Text provided:

3

I have a number of custom post types as well as a custom taxonomy. I created an archive page for the taxonomy which lists each connected post, so all good there. What I would like to achieve is the following...

On my single template for that taxonomy (I've called it Topics), say if the topic was 'cancer', I would like a dropdown select menu or list of links to each custom post type WITH that taxonomy label. In other words, if I'm showing all the posts tagged with 'cancer' for every post type (which I currently have), that dropdown or link list at the top of the page would allow me to only show the tagged posts for each post type, as in the following:

Showing posts with topic: cancer

Select a post type to view posts with this topic:

Post type name 1 (link)
Post type name 2 (link)
Post type name 3 (link)

(all posts tagged with cancer already display here...)

Post type 1, when clicked, loads the single taxonomy page again but only lists the posts tagged with 'cancer' for that post type. This would apply to any of the few dozen tags for that custom taxonomy, so I can't hard-code the URL. It needs to be dynamic.

I hope this makes sense. I've searched for two days on this and so far have come up with nothing. Any help or direction would be appreciated. Unfortunately, the project I'm working on is gated and I can't share any links. I'm also using the Custom Post Type UI plugin (not by choice) and I know that plugin doesn't work well with taxonomies but I'm hoping my hands aren't tied here.

Cheers.

Problem description: Summarize the text on taxonomy pages in two sentences. The records that come next have no connection to the text on taxonomy pages.

Record extracts:
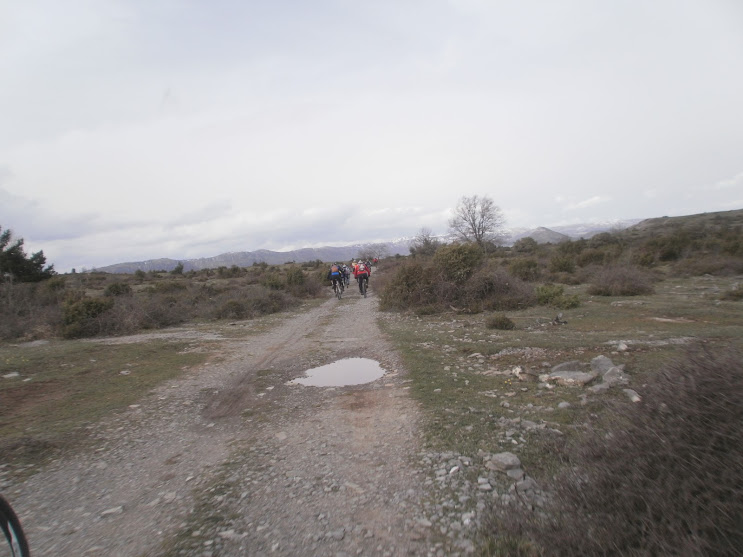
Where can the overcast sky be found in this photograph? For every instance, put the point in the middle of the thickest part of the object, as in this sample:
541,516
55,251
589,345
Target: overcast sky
137,129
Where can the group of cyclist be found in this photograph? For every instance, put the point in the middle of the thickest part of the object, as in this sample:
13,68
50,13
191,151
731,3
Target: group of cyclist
340,274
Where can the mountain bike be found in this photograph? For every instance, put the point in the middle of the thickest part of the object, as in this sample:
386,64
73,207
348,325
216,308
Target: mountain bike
17,544
363,284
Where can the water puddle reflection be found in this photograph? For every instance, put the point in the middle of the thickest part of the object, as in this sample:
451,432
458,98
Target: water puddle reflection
349,371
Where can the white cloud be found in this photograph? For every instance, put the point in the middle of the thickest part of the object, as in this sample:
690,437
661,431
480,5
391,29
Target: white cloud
196,127
590,202
734,182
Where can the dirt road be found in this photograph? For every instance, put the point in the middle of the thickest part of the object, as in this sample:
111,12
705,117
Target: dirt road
232,460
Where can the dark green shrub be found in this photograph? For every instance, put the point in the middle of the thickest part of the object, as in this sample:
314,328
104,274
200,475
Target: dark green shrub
500,322
411,285
525,269
458,262
273,281
546,293
616,280
295,277
118,289
55,284
81,318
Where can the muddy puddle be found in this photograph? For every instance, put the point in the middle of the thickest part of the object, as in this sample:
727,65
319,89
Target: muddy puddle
349,371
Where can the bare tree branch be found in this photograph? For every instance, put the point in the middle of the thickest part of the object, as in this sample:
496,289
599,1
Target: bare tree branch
477,219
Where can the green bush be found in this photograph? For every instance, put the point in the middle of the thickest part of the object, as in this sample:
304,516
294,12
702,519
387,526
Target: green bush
273,281
525,269
458,262
81,318
500,322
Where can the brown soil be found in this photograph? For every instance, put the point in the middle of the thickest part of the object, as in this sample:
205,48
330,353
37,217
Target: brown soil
230,460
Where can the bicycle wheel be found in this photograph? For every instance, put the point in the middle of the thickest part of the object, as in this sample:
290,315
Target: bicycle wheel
17,545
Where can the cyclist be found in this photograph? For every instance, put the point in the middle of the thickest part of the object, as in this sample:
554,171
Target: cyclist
346,274
335,276
361,272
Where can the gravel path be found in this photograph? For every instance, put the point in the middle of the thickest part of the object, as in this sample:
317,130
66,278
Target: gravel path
232,460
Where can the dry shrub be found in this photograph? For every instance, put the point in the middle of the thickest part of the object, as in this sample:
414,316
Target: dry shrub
500,322
554,295
665,479
732,295
425,287
718,265
497,290
83,317
526,269
412,285
621,280
458,262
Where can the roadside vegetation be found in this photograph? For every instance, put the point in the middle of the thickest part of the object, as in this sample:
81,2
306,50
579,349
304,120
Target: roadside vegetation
81,305
479,325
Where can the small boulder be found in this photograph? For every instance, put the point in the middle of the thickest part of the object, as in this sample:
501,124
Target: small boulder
601,364
579,378
502,462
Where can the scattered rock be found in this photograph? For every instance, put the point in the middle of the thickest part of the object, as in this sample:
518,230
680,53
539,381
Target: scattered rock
579,378
112,511
633,396
503,462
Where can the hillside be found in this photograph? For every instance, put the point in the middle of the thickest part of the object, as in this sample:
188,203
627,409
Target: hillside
632,230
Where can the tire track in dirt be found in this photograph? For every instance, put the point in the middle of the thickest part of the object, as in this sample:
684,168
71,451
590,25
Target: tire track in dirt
352,447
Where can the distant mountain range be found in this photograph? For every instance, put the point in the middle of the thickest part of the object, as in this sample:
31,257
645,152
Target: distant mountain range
346,253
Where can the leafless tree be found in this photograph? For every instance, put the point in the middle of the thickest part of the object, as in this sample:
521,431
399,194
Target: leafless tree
372,251
424,243
477,219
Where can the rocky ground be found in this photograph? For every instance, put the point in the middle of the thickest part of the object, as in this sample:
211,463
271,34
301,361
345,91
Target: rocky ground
232,460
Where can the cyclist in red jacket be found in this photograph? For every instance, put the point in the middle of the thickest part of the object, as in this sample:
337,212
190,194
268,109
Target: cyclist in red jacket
361,272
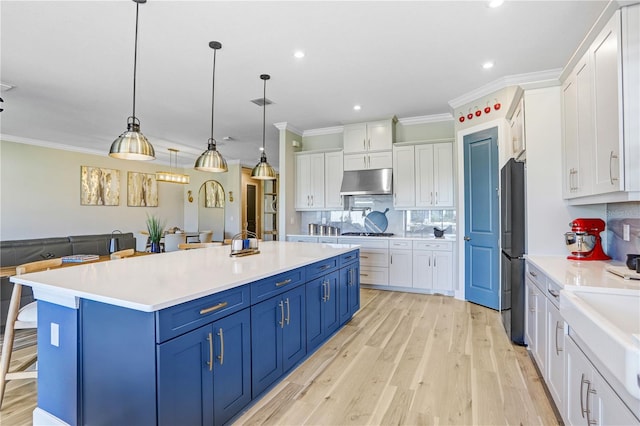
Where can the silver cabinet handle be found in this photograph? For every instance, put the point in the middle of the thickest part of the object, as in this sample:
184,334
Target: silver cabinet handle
611,157
288,311
221,356
281,314
210,362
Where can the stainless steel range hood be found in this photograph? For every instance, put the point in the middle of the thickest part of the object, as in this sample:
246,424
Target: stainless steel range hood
367,182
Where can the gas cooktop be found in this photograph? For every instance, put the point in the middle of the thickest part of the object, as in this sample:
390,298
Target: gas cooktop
367,234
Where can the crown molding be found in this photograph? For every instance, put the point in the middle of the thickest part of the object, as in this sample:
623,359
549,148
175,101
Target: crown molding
529,80
323,131
286,126
425,119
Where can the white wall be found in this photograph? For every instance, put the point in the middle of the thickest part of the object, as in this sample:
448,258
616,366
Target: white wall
40,195
548,215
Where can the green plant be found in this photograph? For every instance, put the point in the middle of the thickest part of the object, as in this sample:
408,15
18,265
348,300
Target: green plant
154,227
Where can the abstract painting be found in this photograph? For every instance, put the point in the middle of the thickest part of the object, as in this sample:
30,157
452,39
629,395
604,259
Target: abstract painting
99,186
142,190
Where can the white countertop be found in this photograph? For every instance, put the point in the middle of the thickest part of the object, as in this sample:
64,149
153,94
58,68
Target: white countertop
572,274
447,237
150,283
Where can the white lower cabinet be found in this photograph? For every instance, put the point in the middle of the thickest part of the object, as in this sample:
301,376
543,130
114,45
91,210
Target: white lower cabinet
589,398
400,261
433,265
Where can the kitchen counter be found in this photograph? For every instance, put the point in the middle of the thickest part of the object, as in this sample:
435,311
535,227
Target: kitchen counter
574,275
151,283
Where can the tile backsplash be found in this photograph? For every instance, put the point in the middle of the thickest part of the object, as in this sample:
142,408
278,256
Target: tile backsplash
410,223
619,215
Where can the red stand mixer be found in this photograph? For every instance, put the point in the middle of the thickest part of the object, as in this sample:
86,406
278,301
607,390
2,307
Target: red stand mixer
584,240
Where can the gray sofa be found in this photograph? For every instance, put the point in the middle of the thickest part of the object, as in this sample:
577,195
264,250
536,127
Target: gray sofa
18,252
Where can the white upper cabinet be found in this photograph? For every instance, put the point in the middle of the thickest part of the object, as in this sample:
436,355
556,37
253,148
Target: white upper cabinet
367,137
333,171
423,176
601,137
309,181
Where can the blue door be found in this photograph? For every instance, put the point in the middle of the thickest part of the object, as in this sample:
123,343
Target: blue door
482,212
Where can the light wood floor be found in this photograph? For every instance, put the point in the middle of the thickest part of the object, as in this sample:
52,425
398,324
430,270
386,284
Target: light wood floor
404,359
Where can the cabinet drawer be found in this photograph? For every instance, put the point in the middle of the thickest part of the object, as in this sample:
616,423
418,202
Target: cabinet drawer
374,257
537,277
400,244
269,287
433,245
321,268
350,257
374,276
179,319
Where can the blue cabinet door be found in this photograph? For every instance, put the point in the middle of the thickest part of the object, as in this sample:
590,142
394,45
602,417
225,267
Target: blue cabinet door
322,301
294,343
331,317
185,380
232,365
267,321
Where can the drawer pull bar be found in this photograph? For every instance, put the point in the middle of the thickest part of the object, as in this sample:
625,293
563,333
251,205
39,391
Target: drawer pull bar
213,308
285,282
221,356
210,362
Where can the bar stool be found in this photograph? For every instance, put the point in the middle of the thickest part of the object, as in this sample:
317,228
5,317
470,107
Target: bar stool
24,318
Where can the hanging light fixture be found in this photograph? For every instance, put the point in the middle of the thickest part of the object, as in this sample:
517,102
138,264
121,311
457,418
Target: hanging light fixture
211,160
170,176
263,169
132,144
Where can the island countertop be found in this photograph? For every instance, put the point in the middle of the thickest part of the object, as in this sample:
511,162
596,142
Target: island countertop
151,283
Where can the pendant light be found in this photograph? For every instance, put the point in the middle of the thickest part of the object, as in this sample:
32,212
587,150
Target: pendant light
263,170
132,144
170,176
211,160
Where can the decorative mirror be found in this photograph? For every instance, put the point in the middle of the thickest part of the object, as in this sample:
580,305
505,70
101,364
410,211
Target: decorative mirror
211,203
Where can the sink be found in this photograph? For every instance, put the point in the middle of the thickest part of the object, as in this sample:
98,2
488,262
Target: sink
609,324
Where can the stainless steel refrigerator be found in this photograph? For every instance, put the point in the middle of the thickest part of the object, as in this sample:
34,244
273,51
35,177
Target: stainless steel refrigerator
512,235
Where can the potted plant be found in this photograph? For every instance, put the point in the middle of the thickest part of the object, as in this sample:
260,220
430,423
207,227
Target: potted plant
154,227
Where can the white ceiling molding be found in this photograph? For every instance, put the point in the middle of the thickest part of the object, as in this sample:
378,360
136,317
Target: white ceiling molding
530,80
425,119
286,126
323,131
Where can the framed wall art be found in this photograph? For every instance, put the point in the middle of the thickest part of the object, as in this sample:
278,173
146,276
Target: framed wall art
142,190
99,186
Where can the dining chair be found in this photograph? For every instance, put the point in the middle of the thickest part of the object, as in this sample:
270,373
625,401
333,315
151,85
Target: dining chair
171,241
189,246
24,318
122,254
206,236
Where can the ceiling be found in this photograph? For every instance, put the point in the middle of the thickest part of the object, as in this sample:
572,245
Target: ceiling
71,65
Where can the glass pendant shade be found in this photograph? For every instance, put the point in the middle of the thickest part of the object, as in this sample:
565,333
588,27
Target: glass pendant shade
263,170
132,144
211,160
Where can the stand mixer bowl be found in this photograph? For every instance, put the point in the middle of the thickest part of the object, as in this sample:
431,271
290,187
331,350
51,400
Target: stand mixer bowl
579,242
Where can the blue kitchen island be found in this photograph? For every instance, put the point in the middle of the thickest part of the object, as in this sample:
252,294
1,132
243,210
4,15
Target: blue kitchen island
188,337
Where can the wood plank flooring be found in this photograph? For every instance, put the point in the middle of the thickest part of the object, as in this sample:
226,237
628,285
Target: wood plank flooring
404,359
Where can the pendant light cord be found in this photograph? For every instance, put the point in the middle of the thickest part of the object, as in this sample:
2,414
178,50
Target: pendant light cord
213,90
135,62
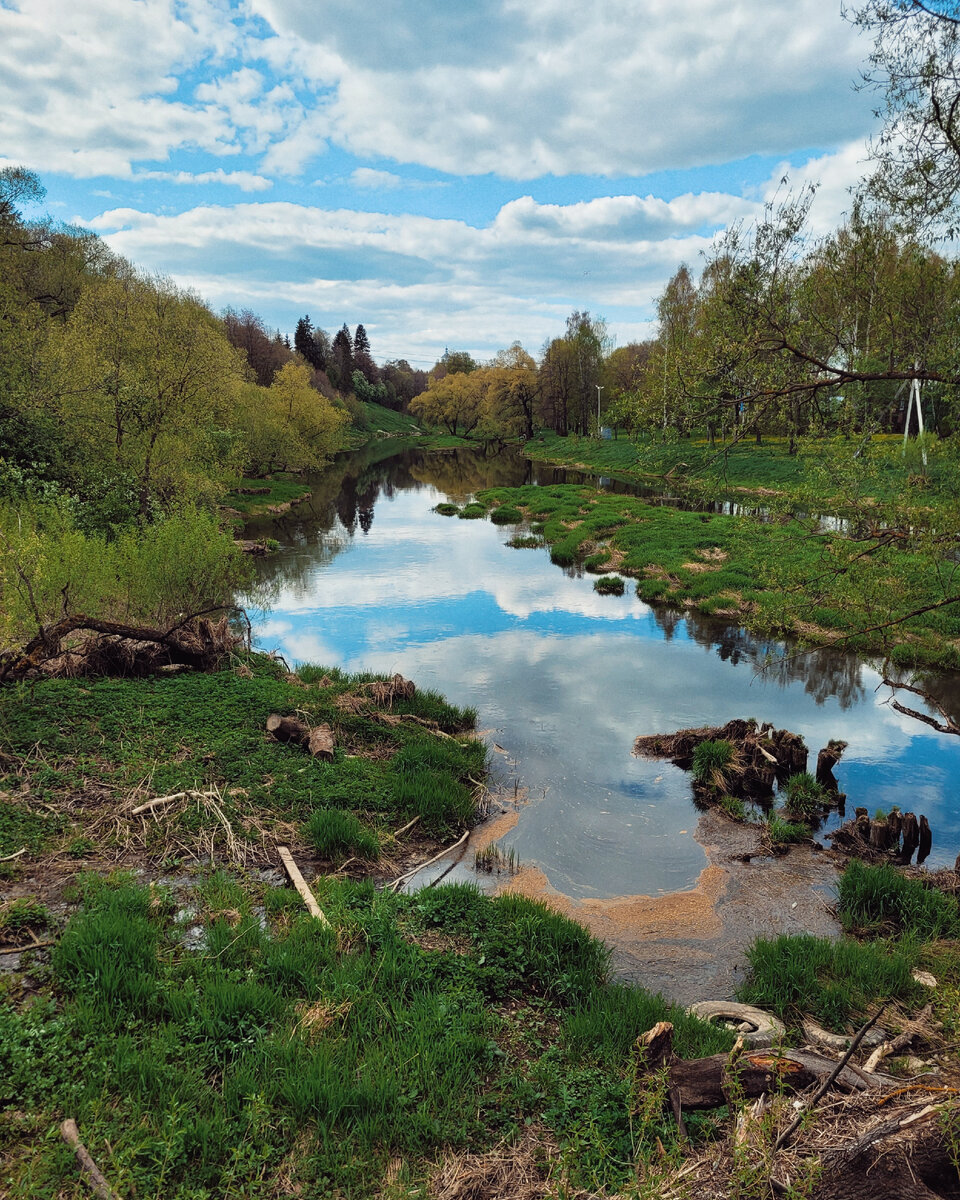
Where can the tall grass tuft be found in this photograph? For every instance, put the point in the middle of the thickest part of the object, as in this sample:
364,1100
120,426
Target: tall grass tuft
832,981
881,900
334,833
714,763
804,796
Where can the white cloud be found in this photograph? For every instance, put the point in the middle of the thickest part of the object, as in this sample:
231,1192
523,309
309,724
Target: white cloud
623,88
425,283
90,89
245,180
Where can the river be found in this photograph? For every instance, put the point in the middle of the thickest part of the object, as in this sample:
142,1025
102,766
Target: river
563,679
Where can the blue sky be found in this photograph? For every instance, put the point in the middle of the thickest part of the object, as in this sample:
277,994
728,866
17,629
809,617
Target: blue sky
455,174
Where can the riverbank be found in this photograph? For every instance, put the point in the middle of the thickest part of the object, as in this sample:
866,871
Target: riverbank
786,577
826,475
163,985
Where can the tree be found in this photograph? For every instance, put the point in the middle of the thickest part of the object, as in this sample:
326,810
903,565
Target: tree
916,67
454,401
247,333
341,359
363,360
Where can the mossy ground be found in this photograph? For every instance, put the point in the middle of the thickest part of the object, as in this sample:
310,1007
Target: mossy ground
208,1036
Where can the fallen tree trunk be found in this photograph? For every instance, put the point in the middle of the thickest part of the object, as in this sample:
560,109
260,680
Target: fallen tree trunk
706,1083
318,741
120,648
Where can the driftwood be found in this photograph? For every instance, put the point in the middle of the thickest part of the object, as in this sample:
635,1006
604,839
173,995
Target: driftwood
318,741
91,1174
827,760
118,648
891,839
762,754
300,883
706,1083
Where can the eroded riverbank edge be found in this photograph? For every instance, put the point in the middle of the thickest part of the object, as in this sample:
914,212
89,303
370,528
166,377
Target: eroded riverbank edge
691,945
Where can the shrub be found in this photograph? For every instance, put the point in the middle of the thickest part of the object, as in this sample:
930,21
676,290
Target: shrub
833,981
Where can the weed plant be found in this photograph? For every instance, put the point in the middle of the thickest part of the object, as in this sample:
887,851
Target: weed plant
281,1055
805,797
832,981
335,833
713,762
880,900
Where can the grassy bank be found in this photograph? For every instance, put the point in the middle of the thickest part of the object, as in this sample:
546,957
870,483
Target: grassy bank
207,1035
827,474
778,577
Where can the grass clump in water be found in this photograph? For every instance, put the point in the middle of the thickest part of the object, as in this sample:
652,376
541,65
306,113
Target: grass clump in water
714,763
609,586
833,981
805,797
505,515
335,833
881,900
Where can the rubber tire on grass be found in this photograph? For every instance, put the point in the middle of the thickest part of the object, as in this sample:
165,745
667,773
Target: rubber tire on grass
766,1027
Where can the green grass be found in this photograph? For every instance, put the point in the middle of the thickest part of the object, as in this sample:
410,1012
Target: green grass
276,1050
281,489
73,741
804,797
505,515
712,763
832,981
779,577
335,833
880,900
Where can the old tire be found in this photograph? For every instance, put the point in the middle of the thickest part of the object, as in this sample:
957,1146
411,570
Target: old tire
762,1029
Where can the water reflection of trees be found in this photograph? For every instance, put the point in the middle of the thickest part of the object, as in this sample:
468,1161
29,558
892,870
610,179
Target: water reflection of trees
823,673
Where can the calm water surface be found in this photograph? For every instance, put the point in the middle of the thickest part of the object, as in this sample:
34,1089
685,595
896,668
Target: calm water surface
563,679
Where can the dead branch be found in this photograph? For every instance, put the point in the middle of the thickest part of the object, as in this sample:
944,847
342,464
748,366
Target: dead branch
829,1081
91,1174
300,883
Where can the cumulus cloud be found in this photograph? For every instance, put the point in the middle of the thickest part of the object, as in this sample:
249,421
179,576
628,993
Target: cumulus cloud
625,88
423,282
245,180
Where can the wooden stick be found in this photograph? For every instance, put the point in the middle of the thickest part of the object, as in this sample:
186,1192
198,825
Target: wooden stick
828,1081
169,799
19,949
71,1135
448,850
300,883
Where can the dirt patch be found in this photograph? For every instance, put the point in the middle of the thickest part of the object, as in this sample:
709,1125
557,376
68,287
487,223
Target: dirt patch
519,1169
693,945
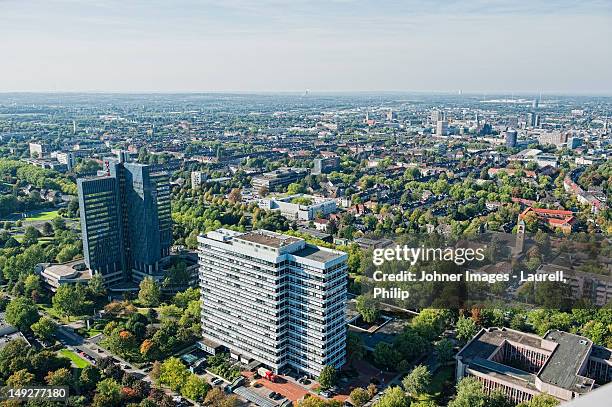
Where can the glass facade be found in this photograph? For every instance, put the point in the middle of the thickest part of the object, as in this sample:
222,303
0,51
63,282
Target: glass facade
126,223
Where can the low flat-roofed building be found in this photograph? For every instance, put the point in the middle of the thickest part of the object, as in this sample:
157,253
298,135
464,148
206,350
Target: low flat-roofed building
300,207
523,365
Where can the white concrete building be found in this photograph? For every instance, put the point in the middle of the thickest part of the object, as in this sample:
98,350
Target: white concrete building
273,299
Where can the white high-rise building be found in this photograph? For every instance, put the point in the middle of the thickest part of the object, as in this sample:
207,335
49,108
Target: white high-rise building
197,178
273,299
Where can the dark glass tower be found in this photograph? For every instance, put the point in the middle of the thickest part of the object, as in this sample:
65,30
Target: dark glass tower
126,223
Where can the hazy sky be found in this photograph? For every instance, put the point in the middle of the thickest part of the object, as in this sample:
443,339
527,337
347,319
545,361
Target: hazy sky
291,45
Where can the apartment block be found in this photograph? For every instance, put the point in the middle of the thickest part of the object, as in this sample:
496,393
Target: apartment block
125,221
273,299
278,178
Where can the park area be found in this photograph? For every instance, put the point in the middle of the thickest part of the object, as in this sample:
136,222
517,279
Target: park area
41,216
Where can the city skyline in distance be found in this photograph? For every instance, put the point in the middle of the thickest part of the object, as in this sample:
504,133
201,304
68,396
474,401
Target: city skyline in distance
338,46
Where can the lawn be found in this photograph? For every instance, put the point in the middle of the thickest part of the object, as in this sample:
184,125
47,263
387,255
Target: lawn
47,215
52,312
76,359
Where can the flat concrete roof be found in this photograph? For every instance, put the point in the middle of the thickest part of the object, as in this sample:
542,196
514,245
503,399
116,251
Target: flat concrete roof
266,238
315,253
562,367
69,270
486,342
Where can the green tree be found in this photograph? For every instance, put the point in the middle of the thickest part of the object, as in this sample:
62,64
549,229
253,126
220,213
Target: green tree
417,381
444,351
393,397
45,328
21,312
424,403
359,397
385,355
541,400
59,377
89,377
20,378
149,294
328,377
367,307
70,300
30,236
195,388
47,229
31,284
410,344
470,393
108,393
354,347
96,287
173,374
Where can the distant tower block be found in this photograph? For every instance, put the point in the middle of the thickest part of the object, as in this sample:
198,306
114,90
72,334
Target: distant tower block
520,238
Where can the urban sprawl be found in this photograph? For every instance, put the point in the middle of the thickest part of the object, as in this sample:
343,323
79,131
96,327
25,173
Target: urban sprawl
225,249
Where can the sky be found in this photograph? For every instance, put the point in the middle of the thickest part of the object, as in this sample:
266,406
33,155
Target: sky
473,46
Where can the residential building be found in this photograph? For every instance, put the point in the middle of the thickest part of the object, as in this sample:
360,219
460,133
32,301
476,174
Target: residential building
300,207
557,139
197,178
67,159
38,150
511,136
523,365
278,178
55,275
325,165
125,221
273,299
442,128
554,218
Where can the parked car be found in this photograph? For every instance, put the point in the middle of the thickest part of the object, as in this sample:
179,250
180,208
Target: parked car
326,393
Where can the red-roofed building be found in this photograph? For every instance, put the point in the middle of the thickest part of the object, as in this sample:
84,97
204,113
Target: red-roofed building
554,218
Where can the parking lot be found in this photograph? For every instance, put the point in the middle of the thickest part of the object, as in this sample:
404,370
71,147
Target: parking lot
288,389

Written solution: The writer has several custom post types and a custom taxonomy called Topics, and already has a page showing every post tagged with a given topic, such as 'cancer', across all post types. They want a dropdown or list of links at the top of that page that reloads it with only the tagged posts of one chosen post type, built dynamically rather than hard-coded because the taxonomy has a few dozen tags.